Your task »
Set down, without alteration, the lines from the one that contains "Point to the chain" through the final line of the material below.

Records supplied »
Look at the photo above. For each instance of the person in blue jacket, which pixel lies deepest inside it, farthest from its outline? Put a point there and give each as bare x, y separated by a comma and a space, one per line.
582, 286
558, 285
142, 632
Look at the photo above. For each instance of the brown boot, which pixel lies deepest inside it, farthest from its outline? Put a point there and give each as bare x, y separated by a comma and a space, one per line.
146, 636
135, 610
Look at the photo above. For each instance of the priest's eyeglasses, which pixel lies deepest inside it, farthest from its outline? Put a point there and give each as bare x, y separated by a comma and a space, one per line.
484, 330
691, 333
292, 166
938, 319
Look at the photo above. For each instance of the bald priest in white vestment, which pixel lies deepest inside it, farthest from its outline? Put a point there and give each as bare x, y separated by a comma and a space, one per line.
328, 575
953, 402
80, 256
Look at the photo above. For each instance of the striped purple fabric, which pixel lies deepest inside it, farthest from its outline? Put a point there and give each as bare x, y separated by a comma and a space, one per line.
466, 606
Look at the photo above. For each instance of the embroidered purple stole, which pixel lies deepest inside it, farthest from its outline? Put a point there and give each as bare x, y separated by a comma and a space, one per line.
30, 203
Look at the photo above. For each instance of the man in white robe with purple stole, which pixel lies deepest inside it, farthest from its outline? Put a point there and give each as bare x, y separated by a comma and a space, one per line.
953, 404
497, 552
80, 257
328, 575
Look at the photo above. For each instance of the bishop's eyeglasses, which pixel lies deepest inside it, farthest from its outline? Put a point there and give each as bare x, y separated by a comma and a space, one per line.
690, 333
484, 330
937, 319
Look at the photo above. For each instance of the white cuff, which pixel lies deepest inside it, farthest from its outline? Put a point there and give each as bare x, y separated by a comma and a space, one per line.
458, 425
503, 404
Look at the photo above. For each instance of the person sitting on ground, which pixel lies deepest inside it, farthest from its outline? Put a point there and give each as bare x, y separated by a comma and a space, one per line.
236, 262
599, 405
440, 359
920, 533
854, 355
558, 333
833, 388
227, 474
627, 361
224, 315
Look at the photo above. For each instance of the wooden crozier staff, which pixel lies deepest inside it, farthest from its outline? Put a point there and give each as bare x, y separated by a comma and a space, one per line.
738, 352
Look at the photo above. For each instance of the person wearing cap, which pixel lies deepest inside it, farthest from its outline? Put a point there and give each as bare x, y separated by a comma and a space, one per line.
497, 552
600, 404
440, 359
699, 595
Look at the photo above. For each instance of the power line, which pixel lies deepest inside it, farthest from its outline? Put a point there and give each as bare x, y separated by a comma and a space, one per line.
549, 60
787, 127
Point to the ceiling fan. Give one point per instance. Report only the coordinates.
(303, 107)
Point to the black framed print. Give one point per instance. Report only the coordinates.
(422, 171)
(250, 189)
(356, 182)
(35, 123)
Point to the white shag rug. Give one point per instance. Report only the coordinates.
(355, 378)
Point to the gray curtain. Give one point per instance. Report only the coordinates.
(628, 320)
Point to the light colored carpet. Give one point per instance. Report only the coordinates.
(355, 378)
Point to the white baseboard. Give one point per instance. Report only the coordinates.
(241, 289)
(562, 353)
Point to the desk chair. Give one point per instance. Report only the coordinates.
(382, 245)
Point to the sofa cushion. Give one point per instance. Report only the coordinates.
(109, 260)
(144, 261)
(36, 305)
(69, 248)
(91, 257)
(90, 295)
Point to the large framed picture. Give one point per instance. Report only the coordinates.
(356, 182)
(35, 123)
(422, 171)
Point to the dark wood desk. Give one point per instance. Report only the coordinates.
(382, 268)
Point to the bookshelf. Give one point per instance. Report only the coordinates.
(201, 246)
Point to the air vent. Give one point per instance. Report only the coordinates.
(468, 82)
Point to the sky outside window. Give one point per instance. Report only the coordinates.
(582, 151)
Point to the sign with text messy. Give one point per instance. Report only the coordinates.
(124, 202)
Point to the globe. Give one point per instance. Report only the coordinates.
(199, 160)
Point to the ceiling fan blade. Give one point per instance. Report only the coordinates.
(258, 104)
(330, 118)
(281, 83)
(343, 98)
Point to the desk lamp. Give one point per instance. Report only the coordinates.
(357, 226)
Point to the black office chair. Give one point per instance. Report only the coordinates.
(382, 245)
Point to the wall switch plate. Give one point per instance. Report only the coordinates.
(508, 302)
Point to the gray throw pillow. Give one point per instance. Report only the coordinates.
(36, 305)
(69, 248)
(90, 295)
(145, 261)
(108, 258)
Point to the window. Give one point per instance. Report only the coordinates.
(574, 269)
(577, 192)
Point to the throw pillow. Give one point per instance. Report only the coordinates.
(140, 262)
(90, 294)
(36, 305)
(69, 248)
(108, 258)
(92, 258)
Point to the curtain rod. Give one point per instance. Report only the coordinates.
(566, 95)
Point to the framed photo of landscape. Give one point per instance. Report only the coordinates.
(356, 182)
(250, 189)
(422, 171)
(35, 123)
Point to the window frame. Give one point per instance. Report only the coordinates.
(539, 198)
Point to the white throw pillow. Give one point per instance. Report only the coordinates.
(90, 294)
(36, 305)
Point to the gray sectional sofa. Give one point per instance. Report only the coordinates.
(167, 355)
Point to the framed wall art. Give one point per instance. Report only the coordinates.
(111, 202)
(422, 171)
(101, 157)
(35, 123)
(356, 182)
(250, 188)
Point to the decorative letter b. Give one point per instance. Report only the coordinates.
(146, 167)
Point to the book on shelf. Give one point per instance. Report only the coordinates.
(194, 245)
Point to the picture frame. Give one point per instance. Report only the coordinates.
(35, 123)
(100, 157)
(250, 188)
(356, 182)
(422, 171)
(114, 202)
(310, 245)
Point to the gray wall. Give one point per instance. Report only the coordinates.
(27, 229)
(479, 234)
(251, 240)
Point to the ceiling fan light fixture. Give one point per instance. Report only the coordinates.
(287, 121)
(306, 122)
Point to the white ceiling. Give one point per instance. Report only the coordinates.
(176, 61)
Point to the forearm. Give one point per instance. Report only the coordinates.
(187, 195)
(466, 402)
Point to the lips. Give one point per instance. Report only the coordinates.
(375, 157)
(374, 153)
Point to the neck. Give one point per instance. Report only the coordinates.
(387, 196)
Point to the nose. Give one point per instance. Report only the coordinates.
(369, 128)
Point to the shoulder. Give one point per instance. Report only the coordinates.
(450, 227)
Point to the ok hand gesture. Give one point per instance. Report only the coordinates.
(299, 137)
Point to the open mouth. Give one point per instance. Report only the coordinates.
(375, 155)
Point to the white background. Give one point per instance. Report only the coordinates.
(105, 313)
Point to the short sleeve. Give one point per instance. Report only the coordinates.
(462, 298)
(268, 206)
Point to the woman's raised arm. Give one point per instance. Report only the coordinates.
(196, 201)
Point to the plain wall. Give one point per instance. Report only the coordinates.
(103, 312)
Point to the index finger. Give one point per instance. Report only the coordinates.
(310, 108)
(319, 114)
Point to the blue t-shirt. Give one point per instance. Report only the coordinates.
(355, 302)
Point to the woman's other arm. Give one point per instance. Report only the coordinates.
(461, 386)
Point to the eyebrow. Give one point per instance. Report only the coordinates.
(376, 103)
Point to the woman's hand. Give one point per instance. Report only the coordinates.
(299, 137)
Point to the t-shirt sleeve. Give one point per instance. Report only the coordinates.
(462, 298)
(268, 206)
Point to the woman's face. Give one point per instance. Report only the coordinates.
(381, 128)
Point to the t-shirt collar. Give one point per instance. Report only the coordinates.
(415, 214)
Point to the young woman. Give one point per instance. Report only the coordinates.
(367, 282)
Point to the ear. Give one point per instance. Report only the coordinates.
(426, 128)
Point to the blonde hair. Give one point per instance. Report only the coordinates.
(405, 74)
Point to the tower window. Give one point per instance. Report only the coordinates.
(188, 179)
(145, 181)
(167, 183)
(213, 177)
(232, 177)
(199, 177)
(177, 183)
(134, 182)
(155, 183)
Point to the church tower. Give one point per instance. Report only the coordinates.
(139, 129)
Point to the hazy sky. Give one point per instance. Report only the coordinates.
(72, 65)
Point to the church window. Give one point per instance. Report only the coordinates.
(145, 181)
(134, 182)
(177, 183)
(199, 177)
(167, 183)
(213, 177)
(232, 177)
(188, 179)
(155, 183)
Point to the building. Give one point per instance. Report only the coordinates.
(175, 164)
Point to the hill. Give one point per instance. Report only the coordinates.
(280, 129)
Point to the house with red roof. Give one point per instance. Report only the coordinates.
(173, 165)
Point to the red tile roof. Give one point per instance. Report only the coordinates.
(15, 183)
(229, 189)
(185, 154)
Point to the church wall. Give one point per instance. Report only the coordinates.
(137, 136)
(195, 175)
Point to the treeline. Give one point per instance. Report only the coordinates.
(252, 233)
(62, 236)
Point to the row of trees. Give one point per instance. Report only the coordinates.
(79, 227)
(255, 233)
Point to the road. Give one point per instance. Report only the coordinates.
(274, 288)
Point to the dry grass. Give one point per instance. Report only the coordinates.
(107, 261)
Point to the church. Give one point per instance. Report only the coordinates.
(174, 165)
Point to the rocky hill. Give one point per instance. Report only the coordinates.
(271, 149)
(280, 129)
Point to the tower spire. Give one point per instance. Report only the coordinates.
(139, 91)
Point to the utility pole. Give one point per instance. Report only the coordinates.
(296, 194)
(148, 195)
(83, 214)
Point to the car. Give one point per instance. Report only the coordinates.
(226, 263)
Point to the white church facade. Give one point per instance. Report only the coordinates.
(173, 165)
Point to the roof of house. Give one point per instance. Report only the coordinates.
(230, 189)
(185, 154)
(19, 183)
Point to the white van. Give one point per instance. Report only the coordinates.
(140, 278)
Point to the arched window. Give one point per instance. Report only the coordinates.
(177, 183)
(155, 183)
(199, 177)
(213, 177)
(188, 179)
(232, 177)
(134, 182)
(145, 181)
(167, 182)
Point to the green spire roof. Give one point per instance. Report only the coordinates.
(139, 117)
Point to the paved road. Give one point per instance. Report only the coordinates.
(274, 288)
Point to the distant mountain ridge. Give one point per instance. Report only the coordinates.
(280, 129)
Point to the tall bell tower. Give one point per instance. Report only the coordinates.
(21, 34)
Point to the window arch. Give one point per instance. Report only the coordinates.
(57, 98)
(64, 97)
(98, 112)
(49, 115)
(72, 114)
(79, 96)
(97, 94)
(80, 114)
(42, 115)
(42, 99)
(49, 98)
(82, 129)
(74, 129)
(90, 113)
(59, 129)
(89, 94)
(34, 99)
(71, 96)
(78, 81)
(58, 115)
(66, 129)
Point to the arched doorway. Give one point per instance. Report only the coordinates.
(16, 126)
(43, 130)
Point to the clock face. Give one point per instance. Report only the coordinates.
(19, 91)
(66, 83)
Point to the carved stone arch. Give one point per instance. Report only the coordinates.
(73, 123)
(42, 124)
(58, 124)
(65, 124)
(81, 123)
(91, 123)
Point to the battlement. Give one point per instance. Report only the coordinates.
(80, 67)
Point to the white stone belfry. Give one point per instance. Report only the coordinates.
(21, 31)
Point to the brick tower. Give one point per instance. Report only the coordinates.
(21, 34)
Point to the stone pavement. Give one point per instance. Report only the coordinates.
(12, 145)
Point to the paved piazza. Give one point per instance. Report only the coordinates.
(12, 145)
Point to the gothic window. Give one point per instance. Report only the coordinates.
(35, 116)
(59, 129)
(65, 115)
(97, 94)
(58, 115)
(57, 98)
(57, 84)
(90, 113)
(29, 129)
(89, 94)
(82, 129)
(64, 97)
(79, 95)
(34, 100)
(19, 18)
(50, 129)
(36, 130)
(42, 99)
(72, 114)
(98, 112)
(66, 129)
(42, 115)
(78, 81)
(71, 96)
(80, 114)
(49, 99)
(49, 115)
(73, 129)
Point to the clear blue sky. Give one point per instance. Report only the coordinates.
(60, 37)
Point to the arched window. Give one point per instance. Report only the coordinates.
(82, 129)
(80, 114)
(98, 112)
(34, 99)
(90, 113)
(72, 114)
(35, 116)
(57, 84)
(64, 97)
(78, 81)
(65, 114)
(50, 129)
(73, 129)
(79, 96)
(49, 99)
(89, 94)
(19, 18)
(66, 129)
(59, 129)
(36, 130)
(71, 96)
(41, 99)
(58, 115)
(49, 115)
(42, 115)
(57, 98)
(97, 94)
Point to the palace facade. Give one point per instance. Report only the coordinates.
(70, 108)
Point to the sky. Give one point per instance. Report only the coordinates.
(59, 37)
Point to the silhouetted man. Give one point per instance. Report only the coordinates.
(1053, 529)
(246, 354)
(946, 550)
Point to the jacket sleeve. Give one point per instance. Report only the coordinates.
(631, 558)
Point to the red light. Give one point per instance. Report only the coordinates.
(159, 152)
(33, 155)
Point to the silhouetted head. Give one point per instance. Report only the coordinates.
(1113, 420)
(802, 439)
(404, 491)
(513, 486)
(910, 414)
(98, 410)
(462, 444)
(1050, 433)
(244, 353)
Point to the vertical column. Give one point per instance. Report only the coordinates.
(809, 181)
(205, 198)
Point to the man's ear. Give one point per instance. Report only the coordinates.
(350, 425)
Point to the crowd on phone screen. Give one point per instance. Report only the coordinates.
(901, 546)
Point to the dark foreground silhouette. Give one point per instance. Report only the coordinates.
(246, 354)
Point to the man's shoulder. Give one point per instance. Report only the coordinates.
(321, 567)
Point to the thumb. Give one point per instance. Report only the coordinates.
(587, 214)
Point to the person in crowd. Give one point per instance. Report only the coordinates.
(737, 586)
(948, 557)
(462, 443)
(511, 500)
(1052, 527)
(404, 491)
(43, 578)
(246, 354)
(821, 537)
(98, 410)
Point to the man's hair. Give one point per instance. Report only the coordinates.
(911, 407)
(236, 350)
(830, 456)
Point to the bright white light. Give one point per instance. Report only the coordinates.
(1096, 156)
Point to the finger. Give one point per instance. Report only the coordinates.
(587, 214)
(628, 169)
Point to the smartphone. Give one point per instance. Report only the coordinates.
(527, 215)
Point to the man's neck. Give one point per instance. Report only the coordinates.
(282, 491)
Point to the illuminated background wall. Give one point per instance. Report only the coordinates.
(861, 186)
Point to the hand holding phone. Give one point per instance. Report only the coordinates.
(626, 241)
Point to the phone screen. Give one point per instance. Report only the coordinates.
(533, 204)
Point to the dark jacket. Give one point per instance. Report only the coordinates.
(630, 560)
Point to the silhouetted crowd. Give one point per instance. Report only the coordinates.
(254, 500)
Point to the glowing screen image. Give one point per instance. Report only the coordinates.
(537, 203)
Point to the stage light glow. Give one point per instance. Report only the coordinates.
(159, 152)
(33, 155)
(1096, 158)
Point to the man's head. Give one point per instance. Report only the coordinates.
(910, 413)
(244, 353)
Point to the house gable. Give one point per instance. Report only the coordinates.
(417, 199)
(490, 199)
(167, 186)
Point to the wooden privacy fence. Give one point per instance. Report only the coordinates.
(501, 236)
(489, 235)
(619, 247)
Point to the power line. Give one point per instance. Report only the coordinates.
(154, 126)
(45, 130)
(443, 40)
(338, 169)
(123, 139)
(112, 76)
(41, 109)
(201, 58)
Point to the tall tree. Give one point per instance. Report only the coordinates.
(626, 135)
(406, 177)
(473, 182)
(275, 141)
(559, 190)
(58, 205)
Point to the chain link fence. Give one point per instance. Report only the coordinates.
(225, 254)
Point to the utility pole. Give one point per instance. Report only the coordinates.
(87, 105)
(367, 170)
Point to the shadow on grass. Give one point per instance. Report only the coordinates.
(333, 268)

Response to this exercise »
Point to the chain link fence. Give one point per instance. Report only the coordinates.
(225, 254)
Point to the utility pole. Give one point per instance. Report only the coordinates.
(87, 105)
(367, 170)
Point to the shadow on grass. Give one point per instance. Report only the coordinates.
(333, 268)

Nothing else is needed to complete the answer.